== Dataset entries

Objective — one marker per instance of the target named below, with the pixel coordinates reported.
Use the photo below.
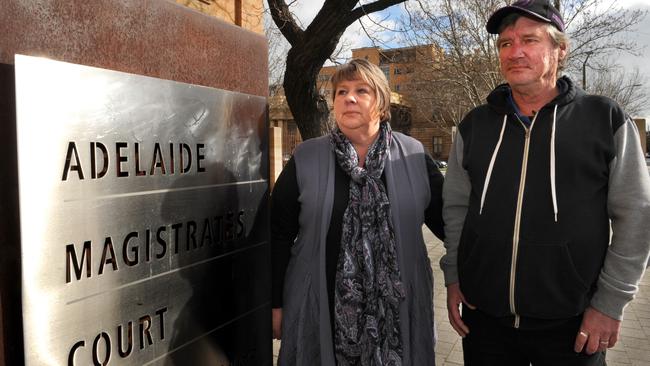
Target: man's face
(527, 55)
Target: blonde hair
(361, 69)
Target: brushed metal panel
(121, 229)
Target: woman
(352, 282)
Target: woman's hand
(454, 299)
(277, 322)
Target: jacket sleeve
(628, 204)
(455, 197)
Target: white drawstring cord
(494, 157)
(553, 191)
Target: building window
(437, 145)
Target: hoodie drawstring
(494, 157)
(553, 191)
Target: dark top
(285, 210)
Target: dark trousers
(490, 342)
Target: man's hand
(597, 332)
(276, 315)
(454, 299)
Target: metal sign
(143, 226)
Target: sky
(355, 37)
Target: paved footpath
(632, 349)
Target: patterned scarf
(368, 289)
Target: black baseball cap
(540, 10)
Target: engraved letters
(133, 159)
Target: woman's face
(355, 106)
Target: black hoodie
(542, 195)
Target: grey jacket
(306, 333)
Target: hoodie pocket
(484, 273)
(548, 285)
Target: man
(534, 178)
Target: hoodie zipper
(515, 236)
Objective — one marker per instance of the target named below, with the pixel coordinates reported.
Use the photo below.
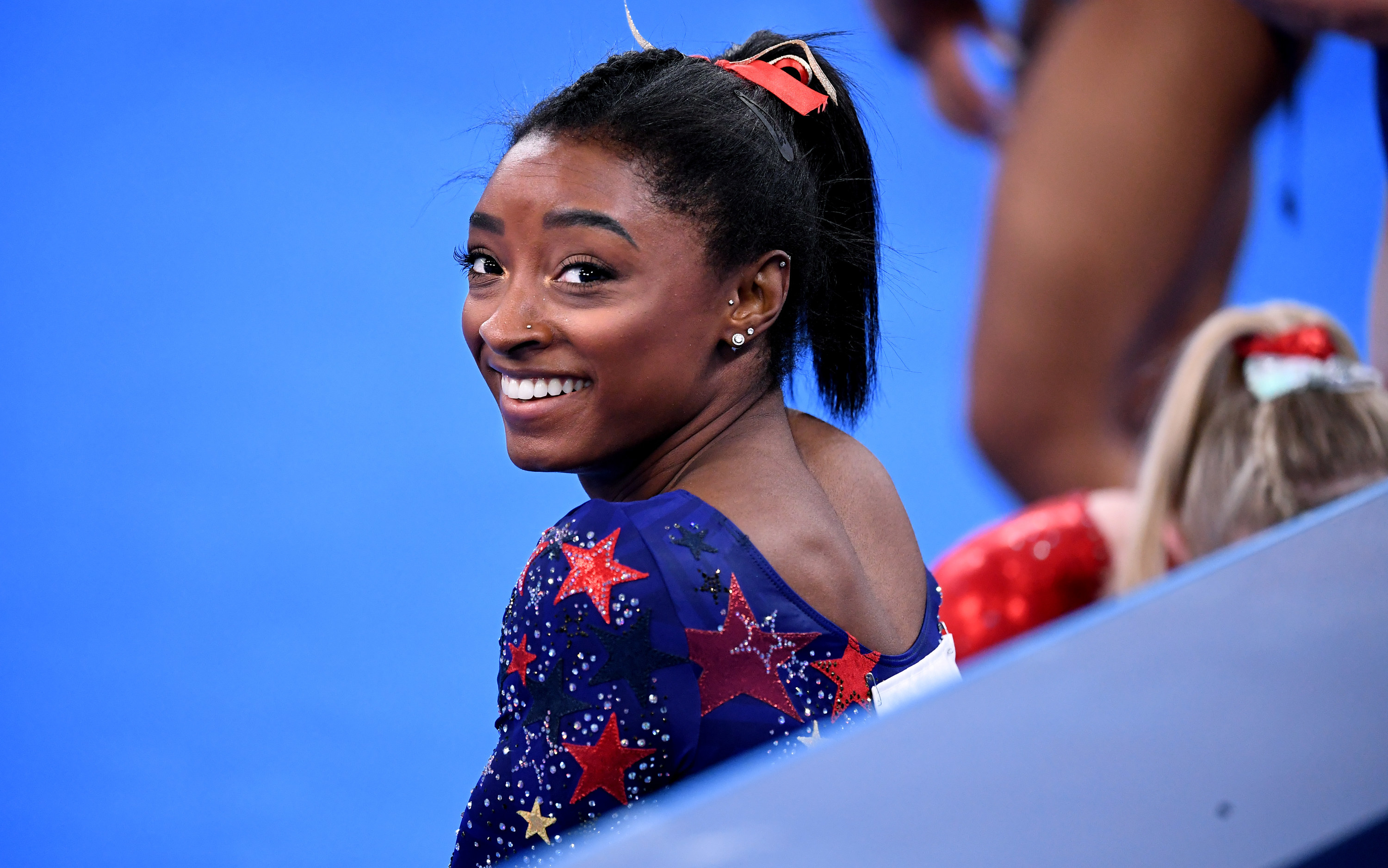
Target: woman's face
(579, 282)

====

→ **What is being asked**
Copy the rows from the line containing "Target: woman's hand" through the end of the rows, switching every "hoodie" to "sweatshirt" and changing nothing else. Leave the pictures out of your copy.

→ **Worked solution**
Target: woman's hand
(454, 299)
(277, 322)
Target: jacket sleeve
(628, 204)
(455, 197)
Target: white drawstring cord
(494, 157)
(553, 191)
Target: building window
(437, 145)
Target: sweatshirt drawstring
(494, 157)
(553, 191)
Target: dark top
(285, 210)
Target: dark trousers
(490, 342)
Target: man's hand
(597, 332)
(276, 315)
(454, 299)
Target: metal sign
(143, 226)
Target: sky
(355, 37)
Target: paved footpath
(632, 349)
Target: patterned scarf
(368, 289)
Target: black baseball cap
(540, 10)
Target: engraved letters
(133, 159)
Target: woman's face
(355, 106)
Target: black sweatshirt
(542, 195)
Target: grey jacket
(306, 333)
Target: sweatshirt pocket
(484, 273)
(548, 285)
Target: man
(534, 178)
Target: sweatshirt zipper
(515, 236)
Objective — one marker per instance of the target named below, with the pixel coordinates reported.
Use the photo below.
Target: woman's face
(579, 282)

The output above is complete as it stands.